▶ THE PROBLEM:
Write out all of the records below word for word, but leave the pictures out.
start TASK INPUT
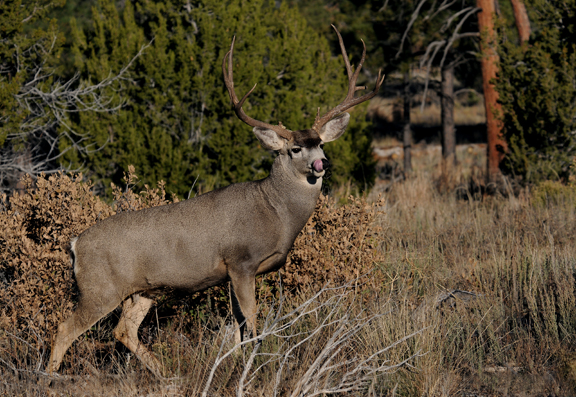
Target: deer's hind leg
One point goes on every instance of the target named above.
(134, 310)
(90, 309)
(244, 305)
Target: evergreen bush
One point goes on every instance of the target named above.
(177, 124)
(537, 87)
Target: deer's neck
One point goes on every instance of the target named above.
(289, 191)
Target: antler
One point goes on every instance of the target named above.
(349, 101)
(229, 81)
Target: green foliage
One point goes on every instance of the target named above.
(177, 124)
(537, 87)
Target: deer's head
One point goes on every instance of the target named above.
(304, 148)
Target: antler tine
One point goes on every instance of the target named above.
(229, 82)
(349, 101)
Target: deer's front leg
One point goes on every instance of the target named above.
(244, 304)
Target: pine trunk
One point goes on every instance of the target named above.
(522, 21)
(407, 132)
(496, 145)
(448, 129)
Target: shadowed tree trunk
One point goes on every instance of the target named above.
(448, 129)
(496, 145)
(407, 132)
(522, 21)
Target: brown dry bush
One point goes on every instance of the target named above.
(337, 245)
(38, 290)
(37, 225)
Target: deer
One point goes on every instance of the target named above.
(232, 234)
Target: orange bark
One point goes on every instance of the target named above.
(496, 145)
(522, 21)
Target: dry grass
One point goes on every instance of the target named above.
(465, 297)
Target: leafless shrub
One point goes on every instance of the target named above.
(330, 326)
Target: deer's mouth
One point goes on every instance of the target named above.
(318, 167)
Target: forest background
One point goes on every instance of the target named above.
(96, 86)
(472, 278)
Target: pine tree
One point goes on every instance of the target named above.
(537, 87)
(177, 124)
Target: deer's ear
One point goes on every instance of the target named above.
(333, 129)
(269, 139)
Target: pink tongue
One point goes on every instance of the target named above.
(318, 165)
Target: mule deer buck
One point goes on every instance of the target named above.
(234, 234)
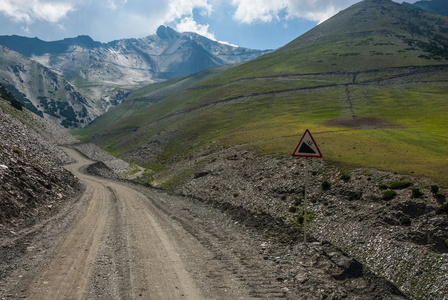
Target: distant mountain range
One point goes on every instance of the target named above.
(43, 91)
(105, 73)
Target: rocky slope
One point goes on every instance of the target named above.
(107, 71)
(33, 182)
(403, 239)
(439, 7)
(44, 92)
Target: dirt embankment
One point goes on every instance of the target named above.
(123, 241)
(402, 239)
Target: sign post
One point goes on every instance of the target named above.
(307, 147)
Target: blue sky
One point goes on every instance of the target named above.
(258, 24)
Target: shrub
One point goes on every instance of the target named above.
(383, 186)
(346, 177)
(399, 185)
(405, 221)
(389, 195)
(16, 150)
(434, 189)
(442, 209)
(326, 185)
(416, 193)
(297, 202)
(354, 196)
(16, 104)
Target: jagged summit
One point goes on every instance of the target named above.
(165, 32)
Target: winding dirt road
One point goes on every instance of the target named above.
(155, 269)
(125, 241)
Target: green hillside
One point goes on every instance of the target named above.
(370, 84)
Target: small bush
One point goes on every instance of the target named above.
(354, 196)
(326, 185)
(16, 150)
(405, 221)
(383, 186)
(16, 104)
(389, 195)
(346, 177)
(416, 193)
(442, 209)
(399, 185)
(434, 189)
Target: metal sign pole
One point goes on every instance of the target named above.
(305, 203)
(307, 147)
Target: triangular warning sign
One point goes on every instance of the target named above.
(307, 147)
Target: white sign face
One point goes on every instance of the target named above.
(307, 147)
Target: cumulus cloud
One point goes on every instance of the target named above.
(249, 11)
(28, 11)
(188, 24)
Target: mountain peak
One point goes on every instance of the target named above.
(166, 33)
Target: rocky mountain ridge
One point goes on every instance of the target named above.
(105, 72)
(33, 181)
(43, 91)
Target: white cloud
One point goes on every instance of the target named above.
(178, 9)
(187, 24)
(28, 11)
(250, 11)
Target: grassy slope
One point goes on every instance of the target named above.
(265, 105)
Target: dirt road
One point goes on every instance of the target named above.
(123, 241)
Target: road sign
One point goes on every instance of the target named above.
end TASK INPUT
▶ FULL SOLUTION:
Target: deer's hind leg
One point goes on every instance of the target named above.
(134, 310)
(90, 309)
(244, 305)
Target: evergreen bush
One point goes on every instance of the target named above.
(177, 124)
(537, 87)
Target: deer's neck
One point goes on every instance of the target named above.
(289, 191)
Target: antler
One point goes on every instance of the target named above.
(349, 101)
(229, 81)
Target: green foliage
One point goes on every instance of the target named above.
(177, 124)
(537, 87)
Target: deer's head
One point goes on every instance of the target named above.
(304, 148)
Target: antler tine
One point goes on every instance of the target named above.
(229, 82)
(349, 101)
Target: deer's front leg
One point goes on every instance of the target named above.
(244, 304)
Target: pine trunk
One point goes on every instance of the target named above.
(522, 21)
(407, 132)
(496, 145)
(448, 129)
Target: shadowed tree trunk
One point goes on every instance of the target named above.
(448, 129)
(496, 145)
(407, 132)
(522, 21)
Target: brown dry bush
One point goes on every instance of the target named above.
(337, 245)
(38, 290)
(37, 225)
Target: deer
One point goes on every instance of the target named above.
(232, 234)
Target: orange bark
One point goes on every instance of the target named above.
(496, 145)
(522, 21)
Target: dry grass
One point goes on every instance of the target named above.
(465, 297)
Target: leafless shrub
One point goes on every instance of the target named above.
(330, 326)
Target: deer's mouth
One point goes on every instance of the target named above.
(318, 167)
Target: forest background
One point goes on every instance of the target named above.
(96, 86)
(472, 278)
Target: pine tree
One point goes on every instance of the target named above.
(537, 87)
(177, 124)
Target: deer's ear
One point goes on every instance of the target named above.
(333, 129)
(269, 139)
Target: pink tongue
One point goes on every instance of the target named above.
(318, 165)
Target: mule deer buck
One point goes on every instance of the target named above.
(234, 234)
Target: distant mountain range
One point goes on every instance of the target named above.
(43, 91)
(105, 73)
Target: rocky slope
One point goes on every instance of the target named above.
(107, 71)
(33, 182)
(403, 239)
(439, 7)
(44, 92)
Target: dirt embankment
One point goes on every instance of the target named above.
(123, 241)
(402, 239)
Target: sign post
One point goes on every instance of the target named above.
(307, 147)
Target: blue sky
One point goes on every instance of the target named above.
(258, 24)
Target: shrub
One point goes on every instance of the target named above.
(383, 186)
(346, 177)
(399, 185)
(405, 221)
(389, 195)
(16, 150)
(434, 189)
(442, 209)
(326, 185)
(416, 193)
(297, 202)
(354, 196)
(16, 104)
Target: jagged summit
One point goes on every instance of the target named above.
(165, 32)
Target: winding dirt road
One point goes on every instance of the target named above.
(155, 269)
(125, 241)
Target: green hillside
One point goes on every instance of the target named above.
(370, 84)
Target: small bush
One point goes on every instance of the target named above.
(354, 196)
(326, 185)
(16, 150)
(405, 221)
(383, 186)
(16, 104)
(389, 195)
(346, 177)
(416, 193)
(442, 209)
(399, 185)
(434, 189)
Target: metal sign pole
One point goes on every instance of the target named above.
(305, 203)
(307, 147)
Target: triangular warning sign
One point goes on every instance of the target named above.
(307, 147)
Target: white sign face
One point goes on every instance of the target named above.
(307, 147)
Target: cumulus cloud
One point goes on every instance of the target named above.
(249, 11)
(28, 11)
(188, 24)
Target: mountain peak
One point goes on every instance of the target named above.
(166, 33)
Target: rocky mountain ridge
One point goes on every instance of the target named above.
(105, 72)
(33, 181)
(43, 91)
Target: white cloud
One point goes on every instance of the target named above.
(178, 9)
(187, 24)
(28, 11)
(250, 11)
Target: grassy slope
One point goes on every instance of the target named above.
(265, 105)
Target: dirt road
One point goes on every instance of the target named above.
(123, 241)
Target: road sign
One point goes on every instance of the target named above.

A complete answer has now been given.